Problem statement:
Each line of the material holding the word "segment" must be identified and copied.

▼▼▼

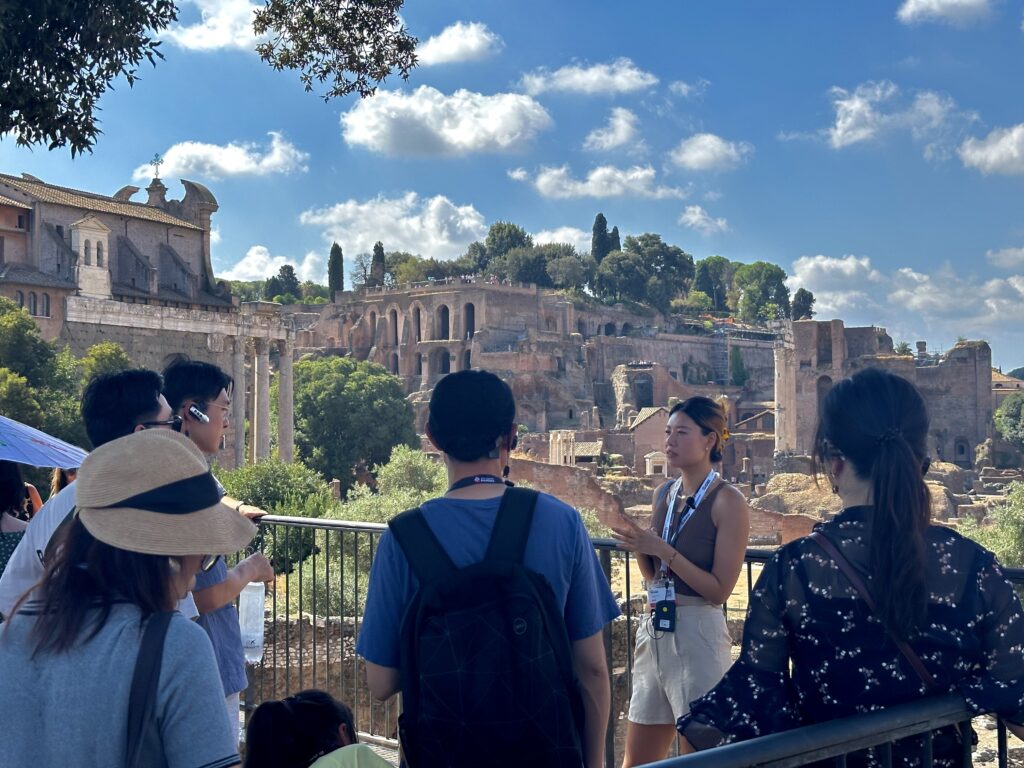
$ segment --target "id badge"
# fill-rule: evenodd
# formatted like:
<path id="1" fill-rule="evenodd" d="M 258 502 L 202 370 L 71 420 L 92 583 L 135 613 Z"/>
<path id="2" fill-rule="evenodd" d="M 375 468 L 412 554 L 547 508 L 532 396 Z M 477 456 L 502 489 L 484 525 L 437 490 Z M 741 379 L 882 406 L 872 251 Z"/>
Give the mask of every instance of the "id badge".
<path id="1" fill-rule="evenodd" d="M 667 599 L 667 590 L 672 587 L 671 582 L 666 583 L 664 579 L 657 579 L 647 585 L 647 602 L 653 608 L 657 603 Z M 674 591 L 674 589 L 673 589 Z M 675 596 L 672 597 L 675 600 Z"/>
<path id="2" fill-rule="evenodd" d="M 672 579 L 665 581 L 665 601 L 669 603 L 676 601 L 676 583 Z"/>

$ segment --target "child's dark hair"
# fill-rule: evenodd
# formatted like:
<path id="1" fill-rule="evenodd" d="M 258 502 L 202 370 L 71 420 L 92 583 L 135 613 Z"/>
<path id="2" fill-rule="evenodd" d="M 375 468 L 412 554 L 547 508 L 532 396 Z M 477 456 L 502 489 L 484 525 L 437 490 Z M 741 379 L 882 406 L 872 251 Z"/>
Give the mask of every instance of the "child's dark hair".
<path id="1" fill-rule="evenodd" d="M 430 396 L 428 429 L 437 447 L 456 461 L 497 458 L 498 439 L 511 436 L 515 420 L 512 390 L 489 371 L 451 373 Z"/>
<path id="2" fill-rule="evenodd" d="M 843 459 L 871 483 L 871 593 L 896 635 L 909 639 L 925 619 L 928 410 L 917 388 L 880 368 L 838 382 L 821 403 L 816 471 Z"/>
<path id="3" fill-rule="evenodd" d="M 308 768 L 322 755 L 346 746 L 338 734 L 342 725 L 348 743 L 356 743 L 352 710 L 324 691 L 265 701 L 249 718 L 244 768 Z"/>
<path id="4" fill-rule="evenodd" d="M 145 368 L 101 374 L 82 393 L 82 421 L 93 448 L 130 435 L 160 412 L 160 374 Z"/>
<path id="5" fill-rule="evenodd" d="M 0 514 L 18 517 L 25 511 L 25 479 L 13 461 L 0 461 Z"/>
<path id="6" fill-rule="evenodd" d="M 717 439 L 711 447 L 710 458 L 712 462 L 721 461 L 725 429 L 728 426 L 722 406 L 709 397 L 688 397 L 681 403 L 673 405 L 672 410 L 668 412 L 668 417 L 671 419 L 676 413 L 685 413 L 693 419 L 693 422 L 700 427 L 700 431 L 705 435 L 715 433 Z"/>
<path id="7" fill-rule="evenodd" d="M 186 400 L 209 403 L 223 389 L 229 394 L 234 380 L 213 363 L 178 355 L 164 368 L 164 397 L 175 413 Z M 206 408 L 200 408 L 205 411 Z"/>

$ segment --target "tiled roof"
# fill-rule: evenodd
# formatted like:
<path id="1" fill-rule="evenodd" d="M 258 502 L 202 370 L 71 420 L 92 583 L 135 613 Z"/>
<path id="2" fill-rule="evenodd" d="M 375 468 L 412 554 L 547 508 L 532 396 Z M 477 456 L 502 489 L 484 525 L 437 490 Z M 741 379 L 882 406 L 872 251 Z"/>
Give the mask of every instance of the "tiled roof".
<path id="1" fill-rule="evenodd" d="M 149 291 L 135 286 L 128 285 L 127 283 L 112 283 L 110 286 L 110 292 L 115 296 L 134 296 L 140 299 L 150 299 L 154 301 L 175 301 L 179 304 L 191 304 L 200 306 L 210 307 L 230 307 L 232 306 L 231 299 L 225 299 L 223 296 L 217 296 L 209 293 L 208 291 L 199 291 L 194 299 L 189 298 L 181 291 L 175 291 L 173 288 L 161 285 L 154 295 Z"/>
<path id="2" fill-rule="evenodd" d="M 170 224 L 171 226 L 182 227 L 183 229 L 199 229 L 195 224 L 144 203 L 115 200 L 112 197 L 97 195 L 92 192 L 58 187 L 42 181 L 31 181 L 5 173 L 0 173 L 0 184 L 14 187 L 44 203 L 67 205 L 72 208 L 82 208 L 101 213 L 112 213 L 116 216 L 130 216 L 135 219 L 146 219 L 147 221 L 155 221 L 160 224 Z"/>
<path id="3" fill-rule="evenodd" d="M 22 285 L 38 285 L 43 288 L 64 288 L 69 291 L 75 290 L 75 284 L 65 280 L 59 275 L 51 275 L 40 272 L 28 264 L 2 264 L 0 265 L 0 280 L 5 283 L 19 283 Z"/>
<path id="4" fill-rule="evenodd" d="M 633 423 L 629 425 L 629 428 L 630 429 L 636 429 L 641 424 L 643 424 L 645 421 L 647 421 L 649 418 L 651 418 L 651 416 L 656 414 L 658 411 L 664 411 L 664 410 L 665 410 L 665 406 L 663 406 L 663 405 L 659 405 L 659 406 L 656 406 L 654 408 L 641 408 L 640 412 L 636 415 L 636 418 L 633 419 Z"/>
<path id="5" fill-rule="evenodd" d="M 755 419 L 760 419 L 762 416 L 774 416 L 774 415 L 775 415 L 775 411 L 774 410 L 769 410 L 769 409 L 766 408 L 763 411 L 758 411 L 753 416 L 748 416 L 743 421 L 737 421 L 733 426 L 739 427 L 739 426 L 742 426 L 742 425 L 746 424 L 748 421 L 754 421 Z"/>
<path id="6" fill-rule="evenodd" d="M 1005 373 L 1000 373 L 999 371 L 992 371 L 992 383 L 1004 385 L 1009 384 L 1010 386 L 1004 386 L 1003 389 L 1016 389 L 1019 388 L 1021 384 L 1024 384 L 1024 381 L 1015 379 L 1013 376 L 1007 376 Z"/>
<path id="7" fill-rule="evenodd" d="M 26 211 L 32 210 L 31 205 L 26 205 L 20 200 L 15 200 L 14 198 L 11 197 L 5 197 L 4 195 L 0 195 L 0 205 L 10 205 L 15 208 L 24 208 Z"/>
<path id="8" fill-rule="evenodd" d="M 604 449 L 604 441 L 597 440 L 592 443 L 576 443 L 573 448 L 573 456 L 600 456 Z"/>

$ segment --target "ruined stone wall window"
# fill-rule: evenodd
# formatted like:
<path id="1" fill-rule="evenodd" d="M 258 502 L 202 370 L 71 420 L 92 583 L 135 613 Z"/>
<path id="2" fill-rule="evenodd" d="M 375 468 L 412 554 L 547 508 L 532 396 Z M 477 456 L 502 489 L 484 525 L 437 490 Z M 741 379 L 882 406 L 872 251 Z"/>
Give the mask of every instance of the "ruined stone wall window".
<path id="1" fill-rule="evenodd" d="M 451 325 L 449 323 L 448 307 L 441 305 L 437 309 L 437 334 L 436 339 L 450 339 Z"/>
<path id="2" fill-rule="evenodd" d="M 0 264 L 3 264 L 6 260 L 4 257 L 4 239 L 0 237 Z"/>
<path id="3" fill-rule="evenodd" d="M 587 324 L 583 322 L 582 317 L 576 321 L 576 330 L 579 331 L 580 336 L 587 335 Z"/>
<path id="4" fill-rule="evenodd" d="M 412 331 L 416 338 L 416 341 L 423 341 L 423 325 L 420 320 L 420 308 L 416 307 L 412 311 Z"/>
<path id="5" fill-rule="evenodd" d="M 96 266 L 103 266 L 103 243 L 96 243 Z"/>
<path id="6" fill-rule="evenodd" d="M 623 323 L 622 324 L 622 335 L 623 336 L 629 336 L 629 334 L 630 334 L 630 332 L 632 330 L 633 330 L 633 326 L 631 326 L 629 323 Z"/>
<path id="7" fill-rule="evenodd" d="M 544 318 L 544 327 L 549 331 L 555 331 L 558 330 L 558 323 L 555 321 L 555 318 L 548 315 Z"/>
<path id="8" fill-rule="evenodd" d="M 57 236 L 60 237 L 61 240 L 63 240 L 64 239 L 64 227 L 61 226 L 60 224 L 58 224 L 55 227 L 55 229 L 57 230 Z"/>
<path id="9" fill-rule="evenodd" d="M 423 355 L 421 355 L 419 352 L 416 353 L 416 375 L 423 375 Z"/>
<path id="10" fill-rule="evenodd" d="M 85 250 L 83 251 L 83 254 L 85 256 L 85 266 L 87 266 L 87 267 L 91 266 L 92 265 L 92 244 L 88 240 L 85 241 Z"/>
<path id="11" fill-rule="evenodd" d="M 435 376 L 438 374 L 451 373 L 452 359 L 447 349 L 437 350 L 430 363 L 430 372 Z"/>
<path id="12" fill-rule="evenodd" d="M 462 370 L 468 371 L 472 367 L 472 354 L 467 349 L 465 352 L 462 353 Z"/>
<path id="13" fill-rule="evenodd" d="M 466 338 L 472 339 L 473 334 L 476 333 L 476 307 L 472 304 L 467 304 L 464 314 L 466 317 Z"/>
<path id="14" fill-rule="evenodd" d="M 18 303 L 19 307 L 25 306 L 25 294 L 21 291 L 14 292 L 14 300 Z"/>
<path id="15" fill-rule="evenodd" d="M 43 294 L 43 311 L 40 313 L 43 317 L 50 316 L 50 294 Z"/>
<path id="16" fill-rule="evenodd" d="M 633 379 L 633 397 L 637 408 L 654 406 L 654 379 L 649 374 L 641 373 Z"/>
<path id="17" fill-rule="evenodd" d="M 25 229 L 25 214 L 18 214 L 18 229 Z"/>
<path id="18" fill-rule="evenodd" d="M 39 305 L 38 305 L 38 300 L 36 299 L 36 292 L 35 291 L 29 291 L 29 294 L 28 294 L 28 313 L 34 317 L 36 315 L 36 312 L 37 312 L 38 309 L 39 309 Z"/>
<path id="19" fill-rule="evenodd" d="M 820 377 L 816 388 L 818 395 L 818 413 L 821 413 L 821 406 L 825 402 L 825 395 L 827 395 L 832 389 L 832 378 L 829 376 Z"/>
<path id="20" fill-rule="evenodd" d="M 953 456 L 955 457 L 953 460 L 958 464 L 960 462 L 969 461 L 970 453 L 970 443 L 968 443 L 966 439 L 958 437 L 956 442 L 953 444 Z"/>
<path id="21" fill-rule="evenodd" d="M 391 372 L 396 374 L 396 375 L 398 374 L 398 353 L 397 352 L 392 352 L 391 353 Z"/>
<path id="22" fill-rule="evenodd" d="M 391 310 L 391 345 L 398 346 L 398 312 Z"/>
<path id="23" fill-rule="evenodd" d="M 615 335 L 615 323 L 605 323 L 604 324 L 604 335 L 605 336 L 614 336 Z"/>

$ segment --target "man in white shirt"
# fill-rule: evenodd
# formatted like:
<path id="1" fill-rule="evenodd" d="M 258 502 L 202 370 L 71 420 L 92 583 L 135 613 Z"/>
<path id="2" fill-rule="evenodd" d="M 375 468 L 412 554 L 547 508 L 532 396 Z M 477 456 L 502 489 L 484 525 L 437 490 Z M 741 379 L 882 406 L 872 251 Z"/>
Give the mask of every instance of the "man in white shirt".
<path id="1" fill-rule="evenodd" d="M 180 420 L 174 418 L 162 389 L 160 374 L 141 368 L 98 376 L 89 382 L 82 395 L 82 420 L 93 447 L 140 429 L 176 428 Z M 43 577 L 50 540 L 75 508 L 75 485 L 49 499 L 29 522 L 0 576 L 0 615 L 9 615 L 21 596 Z M 199 615 L 191 593 L 178 609 L 187 618 Z"/>

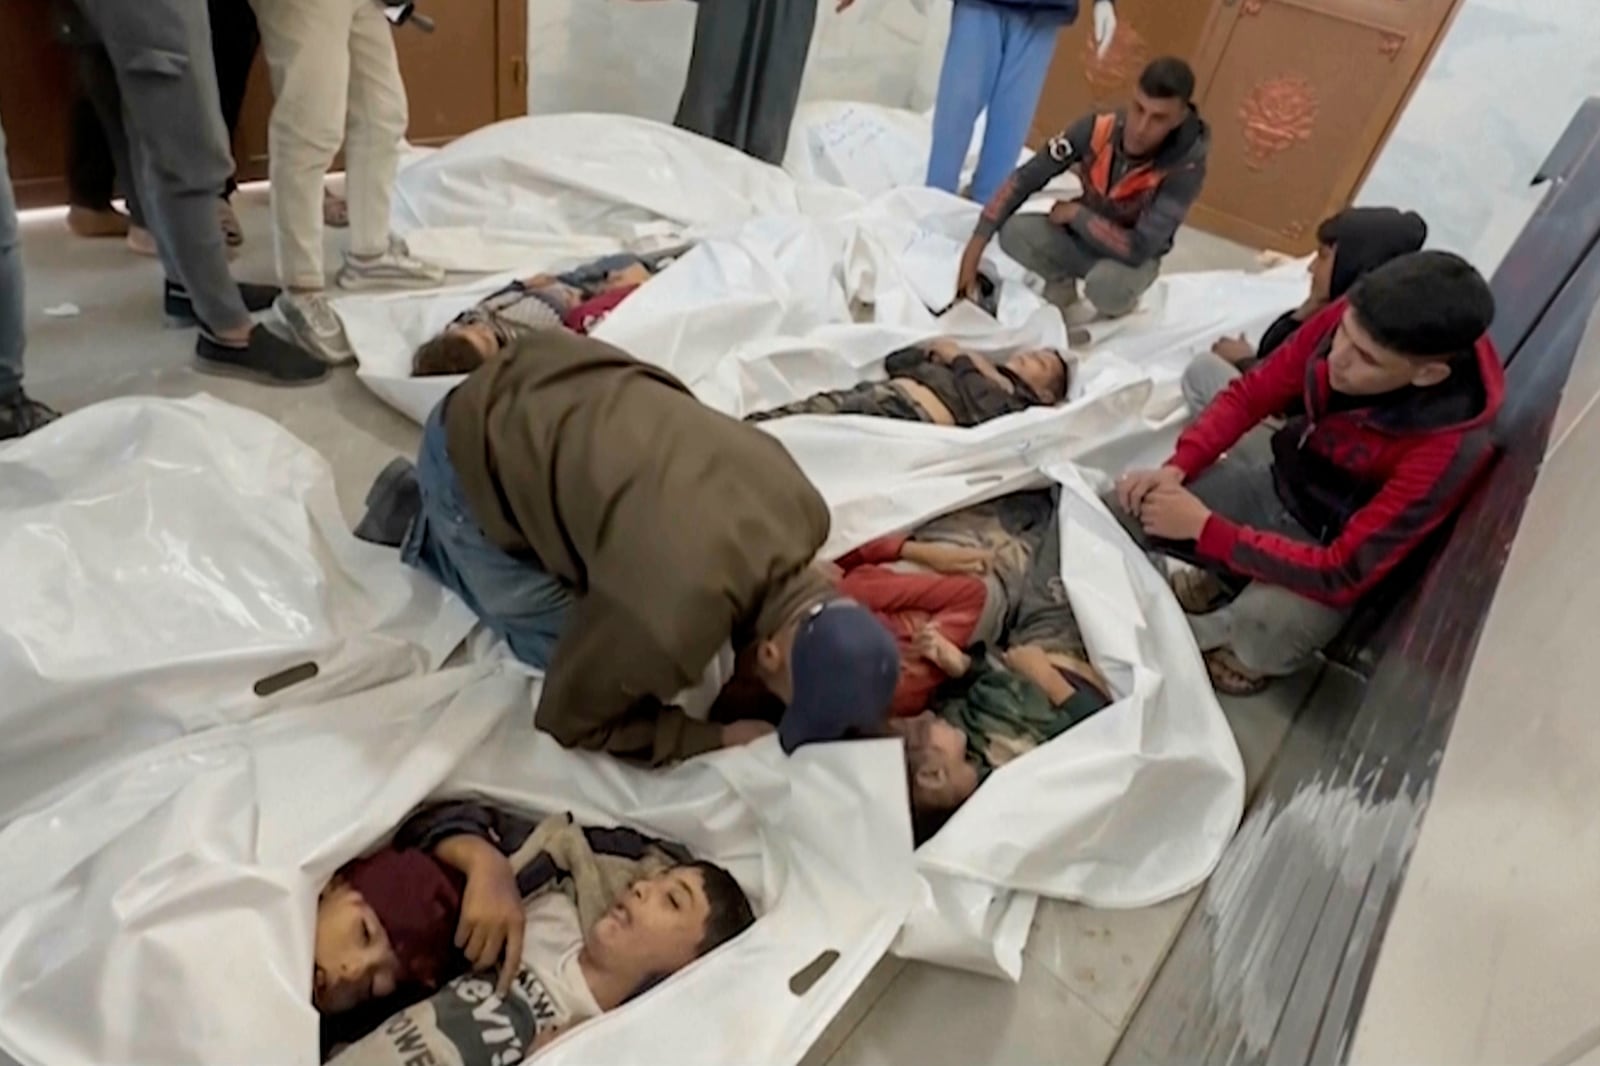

▲▲▲

Answer area:
$ segment --target "id badge"
$ segment --target "child's dark hair"
$ segment --target "tiled roof"
$ segment --target "ruined stone wall window"
$ segment --target "man in white shirt"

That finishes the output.